§ What is expected
In your answer, transcribe all of the data exactly.

§ Records for the exercise
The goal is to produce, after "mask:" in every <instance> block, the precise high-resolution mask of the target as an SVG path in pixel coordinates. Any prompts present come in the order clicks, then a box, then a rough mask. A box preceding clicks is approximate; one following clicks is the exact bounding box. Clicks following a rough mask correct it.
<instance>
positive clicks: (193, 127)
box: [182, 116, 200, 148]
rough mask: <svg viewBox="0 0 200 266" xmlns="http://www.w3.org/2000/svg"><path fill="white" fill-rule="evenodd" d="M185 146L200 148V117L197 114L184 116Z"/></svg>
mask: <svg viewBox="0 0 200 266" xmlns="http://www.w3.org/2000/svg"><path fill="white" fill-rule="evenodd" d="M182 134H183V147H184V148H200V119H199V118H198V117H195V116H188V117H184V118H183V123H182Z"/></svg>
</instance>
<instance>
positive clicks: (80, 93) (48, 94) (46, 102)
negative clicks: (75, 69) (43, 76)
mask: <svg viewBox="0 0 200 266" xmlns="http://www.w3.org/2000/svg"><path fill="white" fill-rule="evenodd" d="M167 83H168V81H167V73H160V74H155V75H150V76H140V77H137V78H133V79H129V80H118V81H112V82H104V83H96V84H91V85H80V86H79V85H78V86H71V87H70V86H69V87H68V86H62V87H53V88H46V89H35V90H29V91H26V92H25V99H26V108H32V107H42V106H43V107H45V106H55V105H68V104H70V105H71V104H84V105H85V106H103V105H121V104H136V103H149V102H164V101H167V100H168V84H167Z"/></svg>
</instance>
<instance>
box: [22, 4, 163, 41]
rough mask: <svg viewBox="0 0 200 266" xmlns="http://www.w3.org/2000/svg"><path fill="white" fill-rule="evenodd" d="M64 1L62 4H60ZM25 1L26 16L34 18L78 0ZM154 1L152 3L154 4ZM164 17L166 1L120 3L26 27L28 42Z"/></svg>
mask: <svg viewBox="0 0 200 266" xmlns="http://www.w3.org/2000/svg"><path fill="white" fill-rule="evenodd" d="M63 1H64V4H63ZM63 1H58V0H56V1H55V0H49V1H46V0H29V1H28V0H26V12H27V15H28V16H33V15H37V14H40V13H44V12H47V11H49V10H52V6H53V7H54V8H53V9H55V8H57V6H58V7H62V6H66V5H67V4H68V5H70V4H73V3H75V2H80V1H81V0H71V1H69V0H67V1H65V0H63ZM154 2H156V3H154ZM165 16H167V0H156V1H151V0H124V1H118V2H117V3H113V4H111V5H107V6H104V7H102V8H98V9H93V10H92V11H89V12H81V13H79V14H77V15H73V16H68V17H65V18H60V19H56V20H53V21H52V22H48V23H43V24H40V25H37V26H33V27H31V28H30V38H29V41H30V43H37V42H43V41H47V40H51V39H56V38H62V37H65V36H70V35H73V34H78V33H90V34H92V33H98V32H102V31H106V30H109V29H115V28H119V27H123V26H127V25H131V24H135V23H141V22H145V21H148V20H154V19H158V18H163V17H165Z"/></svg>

§ Task solution
The goal is to produce, after "mask:" in every <instance> block, the precise high-resolution mask of the target as an SVG path in pixel coordinates. Any prompts present come in the order clicks, then a box, then a rough mask. A box preceding clicks is approximate; one following clicks is the exact bounding box. Clicks following a rough mask correct it.
<instance>
positive clicks: (193, 127)
box: [182, 116, 200, 148]
rough mask: <svg viewBox="0 0 200 266" xmlns="http://www.w3.org/2000/svg"><path fill="white" fill-rule="evenodd" d="M185 146L200 148V117L197 114L184 116Z"/></svg>
mask: <svg viewBox="0 0 200 266" xmlns="http://www.w3.org/2000/svg"><path fill="white" fill-rule="evenodd" d="M182 134H183V147H184V148H200V119H199V118H198V117H195V116H188V117H184V118H183V123H182Z"/></svg>
</instance>
<instance>
positive clicks: (80, 93) (48, 94) (46, 102)
negative clicks: (75, 69) (43, 76)
mask: <svg viewBox="0 0 200 266" xmlns="http://www.w3.org/2000/svg"><path fill="white" fill-rule="evenodd" d="M167 83H168V81H167V73H160V74H155V75H150V76H140V77H137V78H133V79H129V80H118V81H112V82H104V83H96V84H91V85H80V86H79V85H78V86H71V87H70V86H69V87H68V86H62V87H53V88H46V89H35V90H29V91H26V92H25V99H26V108H32V107H42V106H43V107H45V106H55V105H68V104H70V105H71V104H84V105H85V106H103V105H121V104H136V103H149V102H164V101H167V100H168V84H167Z"/></svg>
</instance>
<instance>
box: [22, 4, 163, 41]
rough mask: <svg viewBox="0 0 200 266" xmlns="http://www.w3.org/2000/svg"><path fill="white" fill-rule="evenodd" d="M64 1L62 4H60ZM25 1L26 16L34 18L78 0ZM154 1L152 3L154 4ZM164 17L166 1L120 3L26 27L28 42Z"/></svg>
mask: <svg viewBox="0 0 200 266" xmlns="http://www.w3.org/2000/svg"><path fill="white" fill-rule="evenodd" d="M63 1H64V4H63ZM63 1H58V0H56V1H55V0H49V1H46V0H29V1H28V0H26V12H27V15H28V16H33V15H37V14H40V13H44V12H47V11H49V10H52V6H53V7H54V8H53V9H55V8H57V6H58V7H62V6H66V5H67V4H68V5H70V4H73V3H75V2H80V1H81V0H71V1H69V0H67V1H65V0H63ZM154 2H156V3H154ZM165 16H167V0H156V1H151V0H124V1H118V2H117V3H113V4H111V5H107V6H104V7H102V8H98V9H93V10H92V11H89V12H81V13H79V14H77V15H73V16H68V17H65V18H60V19H56V20H53V21H52V22H48V23H43V24H40V25H37V26H33V27H31V28H30V38H29V41H30V43H37V42H43V41H47V40H51V39H56V38H62V37H65V36H70V35H73V34H78V33H90V34H92V33H98V32H102V31H106V30H109V29H115V28H119V27H123V26H127V25H131V24H135V23H141V22H145V21H148V20H154V19H158V18H163V17H165Z"/></svg>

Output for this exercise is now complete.